(Data listing)
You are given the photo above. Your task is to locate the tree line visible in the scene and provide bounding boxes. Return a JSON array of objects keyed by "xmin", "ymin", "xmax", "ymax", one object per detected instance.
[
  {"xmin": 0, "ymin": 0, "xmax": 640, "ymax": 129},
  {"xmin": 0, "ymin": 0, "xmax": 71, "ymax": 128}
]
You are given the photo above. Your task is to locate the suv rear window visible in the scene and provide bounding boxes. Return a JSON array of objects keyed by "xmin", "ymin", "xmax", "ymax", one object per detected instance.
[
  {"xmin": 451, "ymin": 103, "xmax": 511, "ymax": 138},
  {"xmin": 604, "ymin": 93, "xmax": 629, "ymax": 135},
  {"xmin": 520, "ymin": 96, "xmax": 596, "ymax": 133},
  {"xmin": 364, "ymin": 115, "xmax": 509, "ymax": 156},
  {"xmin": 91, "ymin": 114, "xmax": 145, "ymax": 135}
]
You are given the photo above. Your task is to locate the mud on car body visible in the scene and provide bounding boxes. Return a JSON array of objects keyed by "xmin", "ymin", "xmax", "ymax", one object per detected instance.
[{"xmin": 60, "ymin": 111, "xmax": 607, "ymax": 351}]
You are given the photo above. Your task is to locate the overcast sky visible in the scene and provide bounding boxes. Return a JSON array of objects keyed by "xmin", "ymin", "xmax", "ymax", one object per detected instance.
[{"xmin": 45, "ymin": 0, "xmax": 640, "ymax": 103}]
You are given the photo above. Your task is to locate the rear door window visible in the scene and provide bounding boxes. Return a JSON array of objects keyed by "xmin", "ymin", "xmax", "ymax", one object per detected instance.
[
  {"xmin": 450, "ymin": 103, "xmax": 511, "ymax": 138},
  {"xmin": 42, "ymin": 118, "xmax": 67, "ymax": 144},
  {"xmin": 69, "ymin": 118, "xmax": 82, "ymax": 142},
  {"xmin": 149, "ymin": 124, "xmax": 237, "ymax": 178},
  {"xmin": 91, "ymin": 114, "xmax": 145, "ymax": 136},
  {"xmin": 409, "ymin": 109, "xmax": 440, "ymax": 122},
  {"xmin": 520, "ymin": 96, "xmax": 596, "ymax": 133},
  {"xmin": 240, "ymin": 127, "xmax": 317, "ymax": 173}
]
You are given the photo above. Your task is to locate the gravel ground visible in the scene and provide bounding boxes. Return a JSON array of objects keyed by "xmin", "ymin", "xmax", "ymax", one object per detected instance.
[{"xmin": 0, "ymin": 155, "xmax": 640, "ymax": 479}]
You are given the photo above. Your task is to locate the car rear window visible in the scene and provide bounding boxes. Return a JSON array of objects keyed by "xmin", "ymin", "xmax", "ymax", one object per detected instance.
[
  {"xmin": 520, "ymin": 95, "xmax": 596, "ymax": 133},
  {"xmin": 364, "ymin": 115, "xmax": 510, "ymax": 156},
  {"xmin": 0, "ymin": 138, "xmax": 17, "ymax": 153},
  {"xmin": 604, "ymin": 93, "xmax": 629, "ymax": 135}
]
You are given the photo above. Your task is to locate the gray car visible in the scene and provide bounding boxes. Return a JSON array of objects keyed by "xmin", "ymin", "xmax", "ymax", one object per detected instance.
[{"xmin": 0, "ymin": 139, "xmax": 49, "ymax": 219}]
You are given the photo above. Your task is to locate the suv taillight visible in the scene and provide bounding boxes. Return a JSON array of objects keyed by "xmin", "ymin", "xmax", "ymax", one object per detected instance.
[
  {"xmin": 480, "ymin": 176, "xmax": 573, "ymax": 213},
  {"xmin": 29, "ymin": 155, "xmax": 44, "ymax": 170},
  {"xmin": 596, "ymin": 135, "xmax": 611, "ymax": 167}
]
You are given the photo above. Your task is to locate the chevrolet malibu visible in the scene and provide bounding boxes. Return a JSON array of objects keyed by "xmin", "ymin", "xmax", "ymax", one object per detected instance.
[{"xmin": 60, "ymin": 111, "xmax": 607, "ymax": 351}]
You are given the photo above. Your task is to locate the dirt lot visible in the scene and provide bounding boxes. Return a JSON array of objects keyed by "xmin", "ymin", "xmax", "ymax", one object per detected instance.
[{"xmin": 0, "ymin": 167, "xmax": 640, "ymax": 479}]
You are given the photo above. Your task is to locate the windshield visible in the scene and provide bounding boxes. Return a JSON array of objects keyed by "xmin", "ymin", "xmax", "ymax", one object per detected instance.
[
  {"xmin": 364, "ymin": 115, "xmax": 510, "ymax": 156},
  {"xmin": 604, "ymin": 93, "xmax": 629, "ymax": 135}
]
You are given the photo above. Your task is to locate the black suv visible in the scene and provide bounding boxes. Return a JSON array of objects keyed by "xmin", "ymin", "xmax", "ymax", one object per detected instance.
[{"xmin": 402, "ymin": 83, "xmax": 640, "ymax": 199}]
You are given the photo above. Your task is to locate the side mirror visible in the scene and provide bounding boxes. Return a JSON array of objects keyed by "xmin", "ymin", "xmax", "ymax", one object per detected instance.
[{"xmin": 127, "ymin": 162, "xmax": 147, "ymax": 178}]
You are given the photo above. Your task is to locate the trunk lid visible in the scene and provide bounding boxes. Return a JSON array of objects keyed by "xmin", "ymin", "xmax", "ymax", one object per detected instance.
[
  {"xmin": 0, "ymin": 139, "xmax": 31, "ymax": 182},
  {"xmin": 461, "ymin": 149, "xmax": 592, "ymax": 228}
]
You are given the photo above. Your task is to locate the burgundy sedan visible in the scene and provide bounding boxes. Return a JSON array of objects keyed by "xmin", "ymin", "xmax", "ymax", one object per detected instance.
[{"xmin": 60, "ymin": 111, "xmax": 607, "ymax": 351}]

Direction: Reproduce the items above line for line, with no changes.

Final result:
You are given the photo above. Your task is to locate the tree line visible in the scene and provide bounding boxes. Return a JSON array of objects keyed by "xmin", "ymin", "xmax", "ymax", one object per detected instance.
[
  {"xmin": 0, "ymin": 0, "xmax": 640, "ymax": 129},
  {"xmin": 0, "ymin": 0, "xmax": 71, "ymax": 128}
]
You are given the photo above. Your task is to locate the suv rear window visible in the scene and provide bounding boxes. Return a JSON array of objects keyed by "xmin", "ymin", "xmax", "ymax", one object per detected instance.
[
  {"xmin": 451, "ymin": 103, "xmax": 511, "ymax": 138},
  {"xmin": 604, "ymin": 93, "xmax": 629, "ymax": 135},
  {"xmin": 520, "ymin": 96, "xmax": 596, "ymax": 133},
  {"xmin": 364, "ymin": 115, "xmax": 509, "ymax": 156},
  {"xmin": 91, "ymin": 114, "xmax": 145, "ymax": 135}
]
You are given the photo above. Your task is to locate the mud on car body visible in the scene and provide bounding boxes. Return a JSON array of objects keyed by "xmin", "ymin", "xmax", "ymax", one object per detected instance.
[{"xmin": 60, "ymin": 111, "xmax": 607, "ymax": 351}]
You are given the photo above. Your task is to locate the overcast sky visible in the scene and provide bounding boxes. Return a JSON array of objects keyed by "xmin", "ymin", "xmax", "ymax", one object per detected instance.
[{"xmin": 45, "ymin": 0, "xmax": 640, "ymax": 103}]
You are given the photo above. Your task is to locate the rear door window visible in the scene and provide bounding boxes. Return a JSON array of objects keyed by "xmin", "ymin", "xmax", "ymax", one object per detected instance.
[
  {"xmin": 450, "ymin": 103, "xmax": 511, "ymax": 138},
  {"xmin": 42, "ymin": 118, "xmax": 67, "ymax": 144},
  {"xmin": 69, "ymin": 118, "xmax": 82, "ymax": 142},
  {"xmin": 149, "ymin": 124, "xmax": 237, "ymax": 178},
  {"xmin": 91, "ymin": 114, "xmax": 145, "ymax": 136},
  {"xmin": 409, "ymin": 109, "xmax": 440, "ymax": 122},
  {"xmin": 520, "ymin": 96, "xmax": 596, "ymax": 133},
  {"xmin": 240, "ymin": 127, "xmax": 317, "ymax": 173}
]
You are given the photo above. Your task is to locate the gravel ground visible in the scene and provide bounding boxes. Return a JSON array of objects keyed by "xmin", "ymin", "xmax", "ymax", one object per detected instance.
[{"xmin": 0, "ymin": 155, "xmax": 640, "ymax": 479}]
You are given the photo above. Your task is to locate the car rear window visible in the scene and provide bounding boxes. Return a JSON array of objects keyed by "xmin", "ymin", "xmax", "ymax", one object per detected instance.
[
  {"xmin": 520, "ymin": 95, "xmax": 596, "ymax": 133},
  {"xmin": 364, "ymin": 115, "xmax": 510, "ymax": 156},
  {"xmin": 0, "ymin": 138, "xmax": 17, "ymax": 153},
  {"xmin": 604, "ymin": 93, "xmax": 629, "ymax": 135}
]
You are given the photo above. Your task is to locate the gray car visible in the scene and provide bounding boxes. Return a JSON array of objects keyed by "xmin", "ymin", "xmax", "ymax", one object per detected instance.
[{"xmin": 0, "ymin": 139, "xmax": 49, "ymax": 219}]
You are given the photo above. Your task is to locate the suv taillight visible in the scene and provide bounding boxes. Return a JSON array of objects keyed by "xmin", "ymin", "xmax", "ymax", one object per detected instance.
[
  {"xmin": 480, "ymin": 176, "xmax": 573, "ymax": 213},
  {"xmin": 29, "ymin": 155, "xmax": 44, "ymax": 170},
  {"xmin": 596, "ymin": 135, "xmax": 611, "ymax": 167}
]
You are given the photo above. Your task is to locate the chevrolet malibu visible in the scene and provide bounding boxes. Return a JSON array of objects keyed by "xmin", "ymin", "xmax", "ymax", one object per detected instance.
[{"xmin": 60, "ymin": 111, "xmax": 607, "ymax": 351}]
You are given the photo above. Your task is to locate the dirt lot visible in the scene and provide bounding boxes. Return a JSON array of objects keyed by "xmin", "ymin", "xmax", "ymax", one object per detected instance.
[{"xmin": 0, "ymin": 167, "xmax": 640, "ymax": 479}]
You are given the photo above. Your task is to locate the windshield visible in the scene and provide bounding boxes. Return a JSON array of objects keyed by "xmin", "ymin", "xmax", "ymax", one object per detected instance.
[
  {"xmin": 364, "ymin": 115, "xmax": 510, "ymax": 156},
  {"xmin": 604, "ymin": 93, "xmax": 629, "ymax": 135}
]
You are given the photo above. Your task is to locate the black suv visible in the scene and provide bounding boxes. Return a JSON array of objects keyed by "xmin", "ymin", "xmax", "ymax", one object per detected instance.
[{"xmin": 402, "ymin": 83, "xmax": 640, "ymax": 199}]
You are given the photo above. Your task is to locate the side mirror visible in the scene and provide bounding boxes. Return a JSON array of objects keyed by "xmin", "ymin", "xmax", "ymax", one object per detected instance.
[{"xmin": 127, "ymin": 162, "xmax": 147, "ymax": 178}]
You are given the photo above. Your task is to locate the trunk lid visible in the scene and provide bounding boxes. Return a JSON array of objects keyed by "xmin", "ymin", "xmax", "ymax", one object per detected instance.
[
  {"xmin": 0, "ymin": 139, "xmax": 31, "ymax": 182},
  {"xmin": 461, "ymin": 149, "xmax": 592, "ymax": 228}
]
You are given the photo above. Your task is to locate the burgundy sedan visible in the scene and provide bounding boxes. Return a JSON array of objects keyed by "xmin", "ymin", "xmax", "ymax", one object per detected instance.
[{"xmin": 60, "ymin": 111, "xmax": 607, "ymax": 351}]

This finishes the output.